> GIVEN RECORDS
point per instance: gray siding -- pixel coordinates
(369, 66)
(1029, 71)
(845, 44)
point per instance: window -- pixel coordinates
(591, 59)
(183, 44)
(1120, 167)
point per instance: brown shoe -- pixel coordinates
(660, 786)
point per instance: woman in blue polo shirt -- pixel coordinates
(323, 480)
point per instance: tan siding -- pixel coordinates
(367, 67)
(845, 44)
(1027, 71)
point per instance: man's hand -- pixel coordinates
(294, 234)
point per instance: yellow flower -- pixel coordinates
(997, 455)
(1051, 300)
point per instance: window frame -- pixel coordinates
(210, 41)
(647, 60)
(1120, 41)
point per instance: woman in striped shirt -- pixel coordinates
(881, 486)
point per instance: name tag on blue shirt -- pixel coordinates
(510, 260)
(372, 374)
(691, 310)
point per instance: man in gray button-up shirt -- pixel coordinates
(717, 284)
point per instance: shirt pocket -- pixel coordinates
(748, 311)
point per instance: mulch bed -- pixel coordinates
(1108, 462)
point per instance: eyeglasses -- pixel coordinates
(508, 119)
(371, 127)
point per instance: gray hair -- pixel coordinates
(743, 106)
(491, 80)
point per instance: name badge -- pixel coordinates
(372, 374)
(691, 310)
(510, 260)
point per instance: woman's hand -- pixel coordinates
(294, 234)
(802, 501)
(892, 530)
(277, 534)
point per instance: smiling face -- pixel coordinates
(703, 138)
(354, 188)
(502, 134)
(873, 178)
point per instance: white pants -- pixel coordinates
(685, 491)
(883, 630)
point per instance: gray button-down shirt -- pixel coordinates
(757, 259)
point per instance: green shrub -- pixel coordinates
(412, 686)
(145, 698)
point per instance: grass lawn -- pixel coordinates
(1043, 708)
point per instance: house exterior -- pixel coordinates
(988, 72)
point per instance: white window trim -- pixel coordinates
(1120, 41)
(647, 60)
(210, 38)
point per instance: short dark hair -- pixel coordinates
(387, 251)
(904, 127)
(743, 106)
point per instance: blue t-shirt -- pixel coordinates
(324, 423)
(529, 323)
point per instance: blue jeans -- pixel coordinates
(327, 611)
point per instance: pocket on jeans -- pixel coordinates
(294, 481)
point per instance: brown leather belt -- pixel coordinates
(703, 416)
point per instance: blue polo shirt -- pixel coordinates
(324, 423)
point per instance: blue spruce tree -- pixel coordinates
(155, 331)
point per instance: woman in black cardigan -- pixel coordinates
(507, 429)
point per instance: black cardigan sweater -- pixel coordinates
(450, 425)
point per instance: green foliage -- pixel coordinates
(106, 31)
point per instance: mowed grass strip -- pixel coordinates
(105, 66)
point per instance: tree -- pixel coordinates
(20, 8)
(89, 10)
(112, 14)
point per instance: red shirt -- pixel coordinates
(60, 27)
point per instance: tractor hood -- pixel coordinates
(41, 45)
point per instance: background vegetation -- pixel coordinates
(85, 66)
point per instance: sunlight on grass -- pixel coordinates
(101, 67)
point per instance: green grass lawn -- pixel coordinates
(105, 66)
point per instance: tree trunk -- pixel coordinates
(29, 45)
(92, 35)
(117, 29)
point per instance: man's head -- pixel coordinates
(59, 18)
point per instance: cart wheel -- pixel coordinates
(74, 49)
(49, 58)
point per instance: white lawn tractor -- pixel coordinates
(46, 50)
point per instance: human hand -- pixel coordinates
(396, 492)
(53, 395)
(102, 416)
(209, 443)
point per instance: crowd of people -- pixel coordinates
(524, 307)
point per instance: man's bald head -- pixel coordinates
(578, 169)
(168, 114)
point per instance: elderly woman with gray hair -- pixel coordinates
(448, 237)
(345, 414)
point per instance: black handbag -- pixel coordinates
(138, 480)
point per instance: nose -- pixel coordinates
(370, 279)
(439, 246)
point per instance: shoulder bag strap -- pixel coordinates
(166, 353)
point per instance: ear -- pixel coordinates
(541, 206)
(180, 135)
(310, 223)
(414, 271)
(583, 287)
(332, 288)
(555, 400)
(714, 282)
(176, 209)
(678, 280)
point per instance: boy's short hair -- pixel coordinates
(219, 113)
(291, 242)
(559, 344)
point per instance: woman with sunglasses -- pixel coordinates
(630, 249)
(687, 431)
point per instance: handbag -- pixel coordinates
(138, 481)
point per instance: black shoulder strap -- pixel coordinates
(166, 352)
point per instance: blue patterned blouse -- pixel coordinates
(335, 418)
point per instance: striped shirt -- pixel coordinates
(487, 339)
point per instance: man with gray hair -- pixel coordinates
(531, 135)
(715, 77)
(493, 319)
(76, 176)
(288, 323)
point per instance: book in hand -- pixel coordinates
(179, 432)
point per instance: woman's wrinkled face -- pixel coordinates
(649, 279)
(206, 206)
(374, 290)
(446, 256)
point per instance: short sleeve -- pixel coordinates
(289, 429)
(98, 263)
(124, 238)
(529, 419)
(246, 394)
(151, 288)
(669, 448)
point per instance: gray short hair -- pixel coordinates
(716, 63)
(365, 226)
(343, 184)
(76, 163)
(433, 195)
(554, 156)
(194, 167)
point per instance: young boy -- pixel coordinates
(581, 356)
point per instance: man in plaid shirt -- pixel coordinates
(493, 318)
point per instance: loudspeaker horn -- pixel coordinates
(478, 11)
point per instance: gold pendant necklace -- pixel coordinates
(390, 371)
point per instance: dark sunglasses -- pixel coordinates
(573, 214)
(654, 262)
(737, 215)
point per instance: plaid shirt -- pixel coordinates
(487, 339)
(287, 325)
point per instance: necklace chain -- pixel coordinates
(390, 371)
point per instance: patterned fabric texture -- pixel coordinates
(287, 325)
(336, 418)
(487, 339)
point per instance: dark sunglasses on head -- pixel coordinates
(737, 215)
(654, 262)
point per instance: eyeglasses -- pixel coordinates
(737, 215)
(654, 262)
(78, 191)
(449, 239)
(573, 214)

> WHAT IS ASKED
Rewrite all of the rows above as a numbered list, leaving out any blank lines.

> SOLUTION TO THIS PROBLEM
1. point per instance: gray siding -- pixel coordinates
2. (369, 66)
3. (1029, 71)
4. (845, 44)
5. point per instance: window -- pixel coordinates
6. (591, 59)
7. (183, 44)
8. (1120, 167)
9. point per instance: brown shoe -- pixel coordinates
10. (660, 786)
11. point per instance: woman in blue polo shirt -- pixel coordinates
12. (323, 480)
13. point per instance: tan siding -- pixel coordinates
14. (367, 67)
15. (845, 44)
16. (1027, 71)
17. point per instance: man's hand -- pixel coordinates
18. (294, 234)
19. point per instance: yellow flower -- pixel coordinates
20. (997, 455)
21. (1051, 300)
22. point per instance: window frame -- pixel coordinates
23. (210, 41)
24. (647, 60)
25. (1120, 41)
26. point per instance: woman in striped shirt -- pixel coordinates
27. (881, 486)
28. point per instance: name tag on blue shirt -- pixel coordinates
29. (510, 260)
30. (372, 374)
31. (691, 310)
32. point per instance: man in gray button-up shirt -- pixel coordinates
33. (717, 284)
34. point per instance: shirt pocket -- pixel coordinates
35. (748, 311)
36. point per instance: mulch bed -- pixel coordinates
37. (1108, 462)
38. point per instance: eyeglasses -- pixel coordinates
39. (508, 119)
40. (371, 127)
41. point per instance: gray hair -- pixel coordinates
42. (743, 106)
43. (491, 80)
44. point per instance: name badge -- pixel coordinates
45. (372, 374)
46. (691, 310)
47. (510, 260)
48. point per instance: woman's hand -- pixel coordinates
49. (294, 234)
50. (802, 501)
51. (892, 530)
52. (277, 534)
53. point per instance: smiling face -- pixel coordinates
54. (703, 138)
55. (354, 188)
56. (502, 134)
57. (873, 178)
58. point per instance: white pants -- pixel coordinates
59. (685, 491)
60. (883, 630)
61. point per instance: gray button-down shirt -- pixel coordinates
62. (757, 259)
63. point per instance: green shrub -- pixel coordinates
64. (412, 686)
65. (145, 698)
66. point per instance: grass lawn -- pixel coordinates
67. (1043, 708)
68. point per instance: house exterior -- pixel coordinates
69. (988, 72)
70. point per instance: white window trim -- pixel coordinates
71. (1120, 41)
72. (647, 60)
73. (210, 38)
74. point per instance: short dark hair -- pixel coordinates
75. (387, 251)
76. (904, 127)
77. (743, 106)
78. point per instance: blue t-shirt -- pixel coordinates
79. (324, 423)
80. (529, 323)
81. point per instance: blue jeans -- pixel coordinates
82. (327, 611)
83. point per instance: pocket on jeans -- pixel coordinates
84. (294, 481)
85. point per instance: brown leather belt -- pixel coordinates
86. (703, 416)
87. point per instance: blue polo shirt -- pixel coordinates
88. (324, 423)
89. point per instance: blue spruce tree -- pixel coordinates
90. (155, 331)
91. point per instance: woman in black cardigan -- pixel coordinates
92. (507, 429)
93. point per instance: black cardigan sweater -- pixel coordinates
94. (450, 425)
95. point per instance: green foliage -- pixel coordinates
96. (106, 31)
97. point per instance: mowed grass strip -- pixel coordinates
98. (105, 66)
99. point per instance: tree -- pixel coordinates
100. (20, 8)
101. (89, 10)
102. (112, 14)
103. point per instance: red shirt -- pixel coordinates
104. (60, 27)
105. point per instance: tractor hood -- pixel coordinates
106. (41, 45)
107. point per instance: background vegetation -- pixel coordinates
108. (85, 66)
109. point per instance: sunlight on grass -- pixel coordinates
110. (101, 67)
111. point per instance: green grass lawn -- pixel coordinates
112. (105, 66)
113. point per instance: tree trunk -- pixel coordinates
114. (29, 45)
115. (92, 35)
116. (117, 29)
117. point per instance: man's head -- pixel coordinates
118. (59, 18)
119. point per instance: cart wheel -- pixel coordinates
120. (74, 49)
121. (49, 58)
122. point per instance: white lawn tractor -- pixel coordinates
123. (46, 50)
124. point per instance: human hand -- pixel coordinates
125. (396, 492)
126. (53, 395)
127. (102, 416)
128. (209, 443)
129. point per instance: crowd of people -- pixel coordinates
130. (524, 307)
131. point per instance: man's bald head -- pixel coordinates
132. (578, 169)
133. (168, 114)
134. point per instance: elderly woman with gray hair -- pixel coordinates
135. (448, 237)
136. (345, 414)
137. point per instance: black handbag -- pixel coordinates
138. (138, 480)
139. point per instance: nose -- pixel coordinates
140. (370, 279)
141. (439, 246)
142. point per instance: shoulder bag strap -- pixel coordinates
143. (166, 353)
144. point per instance: ear -- pixel coordinates
145. (541, 206)
146. (180, 135)
147. (310, 223)
148. (414, 271)
149. (583, 287)
150. (332, 288)
151. (555, 400)
152. (714, 282)
153. (176, 209)
154. (678, 280)
155. point per instance: boy's short hair -- pixel coordinates
156. (219, 113)
157. (291, 242)
158. (559, 344)
159. point per instance: woman with sunglasses -- pixel coordinates
160. (630, 249)
161. (687, 431)
162. point per instance: handbag -- pixel coordinates
163. (138, 481)
164. point per instance: black shoulder strap -- pixel coordinates
165. (166, 352)
166. point per instance: blue patterned blouse -- pixel coordinates
167. (335, 418)
168. point per instance: striped shirt -- pixel coordinates
169. (487, 339)
170. point per instance: man with gray hair -- pixel coordinates
171. (531, 135)
172. (715, 77)
173. (493, 319)
174. (76, 176)
175. (288, 323)
176. point per instance: book in hand -- pixel coordinates
177. (179, 432)
178. point per instance: woman's wrinkled face -- pixel coordinates
179. (649, 279)
180. (206, 206)
181. (374, 290)
182. (446, 256)
183. point per instance: short sleeve -- pixel coordinates
184. (289, 429)
185. (98, 263)
186. (124, 238)
187. (529, 419)
188. (246, 394)
189. (151, 288)
190. (669, 448)
191. point per instance: gray short hair -- pixel coordinates
192. (716, 63)
193. (365, 226)
194. (343, 184)
195. (76, 163)
196. (433, 195)
197. (554, 156)
198. (194, 167)
199. point per instance: young boy -- pixel coordinates
200. (581, 356)
201. point per instance: man in plaid shirt -- pixel coordinates
202. (493, 318)
203. point per instance: loudspeaker horn -- pixel coordinates
204. (478, 11)
205. point per instance: gold pendant necklace -- pixel coordinates
206. (390, 371)
207. point per instance: dark sunglasses -- pixel coordinates
208. (573, 214)
209. (654, 262)
210. (737, 215)
211. point per instance: plaid shirt -- pixel coordinates
212. (487, 339)
213. (287, 325)
214. point per instance: necklace chain -- pixel coordinates
215. (390, 371)
216. point per instance: patterned fabric texture -- pixel coordinates
217. (287, 325)
218. (336, 418)
219. (487, 339)
220. point per instance: dark sunglasses on head -- pixel coordinates
221. (737, 215)
222. (654, 262)
223. point per instance: eyeglasses -- pixel coordinates
224. (737, 215)
225. (654, 262)
226. (78, 191)
227. (449, 239)
228. (573, 214)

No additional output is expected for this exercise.